*WHAT TO DO:* Put the lines into a Markdown table with the columns Row and Line, starting with the line that contains "Kindly outline every instance of the pedestrian" and going on through the line that contains "118], [253, 125]]". Skip blank lines and leave the pictures out.

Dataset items

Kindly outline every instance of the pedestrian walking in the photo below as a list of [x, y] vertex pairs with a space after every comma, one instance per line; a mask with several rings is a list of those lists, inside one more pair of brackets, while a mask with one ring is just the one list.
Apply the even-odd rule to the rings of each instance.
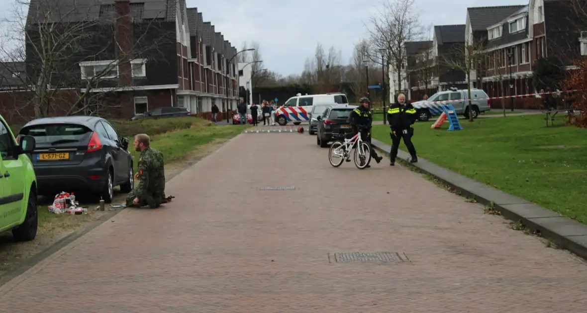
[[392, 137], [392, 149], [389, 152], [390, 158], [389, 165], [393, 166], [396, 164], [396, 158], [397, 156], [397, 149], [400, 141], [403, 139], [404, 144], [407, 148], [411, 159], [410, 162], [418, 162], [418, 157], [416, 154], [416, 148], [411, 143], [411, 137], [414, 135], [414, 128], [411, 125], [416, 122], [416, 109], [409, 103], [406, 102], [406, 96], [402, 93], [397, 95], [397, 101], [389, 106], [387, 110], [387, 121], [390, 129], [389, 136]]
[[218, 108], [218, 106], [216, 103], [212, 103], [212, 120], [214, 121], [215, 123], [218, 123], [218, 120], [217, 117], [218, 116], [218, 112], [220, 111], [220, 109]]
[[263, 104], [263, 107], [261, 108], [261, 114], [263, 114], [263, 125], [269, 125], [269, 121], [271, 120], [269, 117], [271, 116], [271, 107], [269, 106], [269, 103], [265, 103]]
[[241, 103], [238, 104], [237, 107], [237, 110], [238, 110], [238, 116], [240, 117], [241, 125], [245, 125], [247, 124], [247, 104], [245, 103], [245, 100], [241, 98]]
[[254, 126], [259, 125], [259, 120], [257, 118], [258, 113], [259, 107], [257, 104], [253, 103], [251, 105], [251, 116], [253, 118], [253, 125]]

* * *

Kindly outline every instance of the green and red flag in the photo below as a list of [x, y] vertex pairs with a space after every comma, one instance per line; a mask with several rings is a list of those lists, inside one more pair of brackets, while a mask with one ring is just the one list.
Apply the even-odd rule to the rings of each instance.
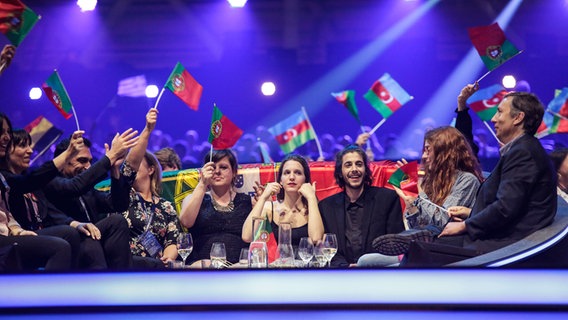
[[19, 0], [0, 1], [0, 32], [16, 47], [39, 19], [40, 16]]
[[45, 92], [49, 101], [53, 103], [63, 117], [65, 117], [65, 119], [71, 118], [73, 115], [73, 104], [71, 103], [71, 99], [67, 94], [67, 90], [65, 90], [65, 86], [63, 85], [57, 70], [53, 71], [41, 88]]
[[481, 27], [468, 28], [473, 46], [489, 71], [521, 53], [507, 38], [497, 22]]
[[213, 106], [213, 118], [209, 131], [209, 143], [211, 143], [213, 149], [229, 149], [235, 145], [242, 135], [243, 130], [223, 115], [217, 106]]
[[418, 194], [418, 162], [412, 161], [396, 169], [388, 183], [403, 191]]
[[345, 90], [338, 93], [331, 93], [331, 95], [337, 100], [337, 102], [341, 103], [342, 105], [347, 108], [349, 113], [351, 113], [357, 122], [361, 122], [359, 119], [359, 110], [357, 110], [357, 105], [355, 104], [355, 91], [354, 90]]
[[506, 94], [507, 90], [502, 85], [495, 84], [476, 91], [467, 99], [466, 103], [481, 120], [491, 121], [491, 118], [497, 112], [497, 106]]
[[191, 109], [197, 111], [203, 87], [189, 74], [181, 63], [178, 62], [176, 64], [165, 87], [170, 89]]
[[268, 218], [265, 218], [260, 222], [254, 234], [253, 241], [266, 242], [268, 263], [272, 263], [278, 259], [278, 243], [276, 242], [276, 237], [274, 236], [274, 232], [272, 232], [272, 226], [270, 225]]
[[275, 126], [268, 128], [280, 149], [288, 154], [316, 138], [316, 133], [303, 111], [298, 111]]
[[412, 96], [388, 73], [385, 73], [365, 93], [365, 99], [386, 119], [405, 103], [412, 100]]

*OUTPUT:*
| Row | Line |
|---|---|
| 1 | Kindly outline every instance of the pedestrian walking in the photo below as a list of [x, y] vertex pairs with a space after every comma, one instance per line; a mask with several rings is a list of those lists, inside one more pair of brackets, while a mask with one ring is just the one list. |
| 2 | Apply the even-odd rule to the rings of each instance. |
| 3 | [[392, 137], [392, 149], [389, 152], [390, 158], [389, 165], [393, 166], [396, 164], [396, 158], [397, 156], [397, 149], [400, 141], [403, 139], [404, 144], [407, 148], [411, 159], [410, 162], [418, 162], [418, 157], [416, 154], [416, 148], [411, 143], [411, 137], [414, 135], [414, 128], [411, 125], [416, 122], [416, 109], [409, 103], [406, 102], [406, 96], [402, 93], [397, 95], [397, 101], [389, 106], [387, 110], [387, 121], [390, 129], [389, 136]] |
| 4 | [[218, 108], [218, 106], [216, 103], [212, 103], [212, 120], [214, 121], [215, 123], [218, 123], [218, 120], [217, 117], [218, 116], [218, 112], [220, 111], [220, 109]] |
| 5 | [[263, 104], [263, 107], [261, 108], [261, 114], [263, 114], [263, 125], [269, 125], [269, 121], [271, 120], [269, 117], [271, 116], [271, 107], [269, 106], [269, 103], [265, 103]] |
| 6 | [[241, 103], [238, 104], [237, 107], [237, 110], [238, 110], [238, 116], [240, 117], [241, 125], [245, 125], [247, 124], [247, 104], [245, 103], [245, 100], [241, 98]] |
| 7 | [[254, 126], [259, 125], [259, 120], [257, 118], [258, 113], [259, 107], [257, 104], [253, 103], [251, 105], [251, 116], [253, 118], [253, 125]] |